Could you reproduce every entry that follows, exactly as shown?

------------

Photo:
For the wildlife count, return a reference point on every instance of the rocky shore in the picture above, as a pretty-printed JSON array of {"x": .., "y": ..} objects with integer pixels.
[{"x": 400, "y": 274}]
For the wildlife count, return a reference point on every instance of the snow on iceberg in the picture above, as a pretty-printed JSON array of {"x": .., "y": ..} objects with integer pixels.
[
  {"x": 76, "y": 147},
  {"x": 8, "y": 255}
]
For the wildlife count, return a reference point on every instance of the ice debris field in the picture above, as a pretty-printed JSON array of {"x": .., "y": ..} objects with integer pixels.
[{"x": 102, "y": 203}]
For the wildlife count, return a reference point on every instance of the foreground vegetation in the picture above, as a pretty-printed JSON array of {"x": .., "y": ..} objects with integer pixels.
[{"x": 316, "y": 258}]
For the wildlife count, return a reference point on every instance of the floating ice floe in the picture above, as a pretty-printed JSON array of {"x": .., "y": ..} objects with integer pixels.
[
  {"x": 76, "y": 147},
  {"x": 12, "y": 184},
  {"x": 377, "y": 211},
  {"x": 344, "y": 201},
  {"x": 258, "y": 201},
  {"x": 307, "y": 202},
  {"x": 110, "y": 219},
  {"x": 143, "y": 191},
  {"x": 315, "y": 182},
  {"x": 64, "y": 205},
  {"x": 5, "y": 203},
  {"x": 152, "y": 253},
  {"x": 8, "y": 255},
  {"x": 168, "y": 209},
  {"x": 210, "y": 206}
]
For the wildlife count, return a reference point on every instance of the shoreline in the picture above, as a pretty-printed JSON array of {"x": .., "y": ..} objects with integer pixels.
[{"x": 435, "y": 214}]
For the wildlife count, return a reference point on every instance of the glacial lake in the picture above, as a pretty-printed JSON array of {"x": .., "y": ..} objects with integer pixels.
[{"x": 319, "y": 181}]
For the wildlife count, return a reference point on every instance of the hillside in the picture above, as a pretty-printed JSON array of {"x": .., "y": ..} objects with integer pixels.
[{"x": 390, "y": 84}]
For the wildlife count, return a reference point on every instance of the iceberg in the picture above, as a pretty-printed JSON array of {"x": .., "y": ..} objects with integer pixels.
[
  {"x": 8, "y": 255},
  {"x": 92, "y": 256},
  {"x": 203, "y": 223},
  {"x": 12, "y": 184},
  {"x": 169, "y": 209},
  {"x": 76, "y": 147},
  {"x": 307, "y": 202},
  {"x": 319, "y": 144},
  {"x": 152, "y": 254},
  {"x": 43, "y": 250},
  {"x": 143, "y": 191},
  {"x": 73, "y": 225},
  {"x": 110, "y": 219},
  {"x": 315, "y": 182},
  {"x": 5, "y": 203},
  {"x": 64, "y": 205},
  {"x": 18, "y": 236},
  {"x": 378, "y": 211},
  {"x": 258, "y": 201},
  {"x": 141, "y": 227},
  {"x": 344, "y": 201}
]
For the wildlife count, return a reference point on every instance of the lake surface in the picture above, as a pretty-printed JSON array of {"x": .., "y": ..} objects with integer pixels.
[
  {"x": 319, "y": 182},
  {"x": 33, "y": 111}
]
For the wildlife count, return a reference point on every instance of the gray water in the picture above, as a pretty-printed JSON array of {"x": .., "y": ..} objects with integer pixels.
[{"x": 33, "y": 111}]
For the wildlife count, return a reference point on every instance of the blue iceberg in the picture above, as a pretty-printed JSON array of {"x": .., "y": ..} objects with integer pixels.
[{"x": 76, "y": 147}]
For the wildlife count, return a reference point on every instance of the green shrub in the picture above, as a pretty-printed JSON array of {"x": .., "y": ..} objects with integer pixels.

------------

→ **Answer space**
Photo:
For the wildlife count, return a reference point on every instance of the rocky shore in the picture above, as a pretty-printed JSON array of {"x": .., "y": ..} objects with integer pixels.
[{"x": 400, "y": 274}]
For the wildlife count, return a reference point on every instance of the snow on iceberg in the picture above, as a pretty-printed JSON array of {"x": .., "y": ..} objects with integer pixels.
[
  {"x": 76, "y": 147},
  {"x": 8, "y": 255}
]
For the wildlife count, return a reference point on every instance of the ice debris field in the picture above, as a pretty-printed JSON array of {"x": .., "y": ..} objects with integer pixels.
[{"x": 102, "y": 203}]
For the wildlife count, return a reference point on every instance of the foreground vegetation in the picture above, as a pretty-printed JSON array of {"x": .., "y": ..} objects with integer pixels.
[{"x": 316, "y": 258}]
For the wildlife count, return a reference point on every instance of the floating ice floe in the picture above, as a pretty-printed JSON array of {"x": .., "y": ..} objects with integer pixels.
[
  {"x": 76, "y": 147},
  {"x": 12, "y": 184},
  {"x": 377, "y": 211},
  {"x": 344, "y": 201},
  {"x": 258, "y": 201},
  {"x": 307, "y": 202},
  {"x": 110, "y": 219},
  {"x": 143, "y": 191},
  {"x": 315, "y": 182},
  {"x": 64, "y": 205},
  {"x": 5, "y": 203},
  {"x": 152, "y": 253},
  {"x": 8, "y": 255},
  {"x": 168, "y": 209},
  {"x": 210, "y": 206}
]
For the wildlife count, return a reference point on every instance of the shoreline in the picture above, as a pretty-printed JSON array of {"x": .., "y": ..} objects with integer pixels.
[{"x": 435, "y": 214}]
For the wildlife count, return a reference point on every instance of the glacial lake in the picture above, as a pretty-printed JSON array of {"x": .., "y": ..} objects with integer pixels.
[{"x": 319, "y": 181}]
For the wildlife count, return a reference point on every instance of the hillside in the picture above, as a pretty-printed JSON array of {"x": .., "y": ..} objects with integer pixels.
[{"x": 390, "y": 84}]
For the wildlife count, return a reference point on every instance of the iceberg in the picture above, as a pretty-printed JSON array of {"x": .., "y": ..} objects with integer pixels.
[
  {"x": 8, "y": 255},
  {"x": 92, "y": 256},
  {"x": 203, "y": 223},
  {"x": 12, "y": 184},
  {"x": 169, "y": 209},
  {"x": 76, "y": 147},
  {"x": 307, "y": 202},
  {"x": 319, "y": 144},
  {"x": 152, "y": 254},
  {"x": 43, "y": 250},
  {"x": 143, "y": 191},
  {"x": 73, "y": 225},
  {"x": 110, "y": 219},
  {"x": 315, "y": 182},
  {"x": 5, "y": 203},
  {"x": 64, "y": 205},
  {"x": 18, "y": 236},
  {"x": 378, "y": 211},
  {"x": 258, "y": 201},
  {"x": 141, "y": 227},
  {"x": 344, "y": 201}
]
For the wildlife count, return a reference point on every instance of the lake surface in the picture above, as a pretty-printed JSON array of {"x": .., "y": ..} objects with integer pixels.
[
  {"x": 319, "y": 182},
  {"x": 33, "y": 111}
]
For the wildlife count, return a reference point on every instance of the gray water in the picture above, as a pretty-printed JSON array of {"x": .., "y": ..} objects with integer pixels.
[{"x": 33, "y": 111}]
For the wildlife count, return a reference point on every instance of the blue iceberg in the picture above, as a pretty-printed JSON array of {"x": .., "y": ..} objects with integer pixels.
[{"x": 76, "y": 147}]
For the wildlife count, return a reference point on every instance of the green shrub in the picture above, as a pretty-printed JSON array of {"x": .., "y": ..} objects with integer pixels.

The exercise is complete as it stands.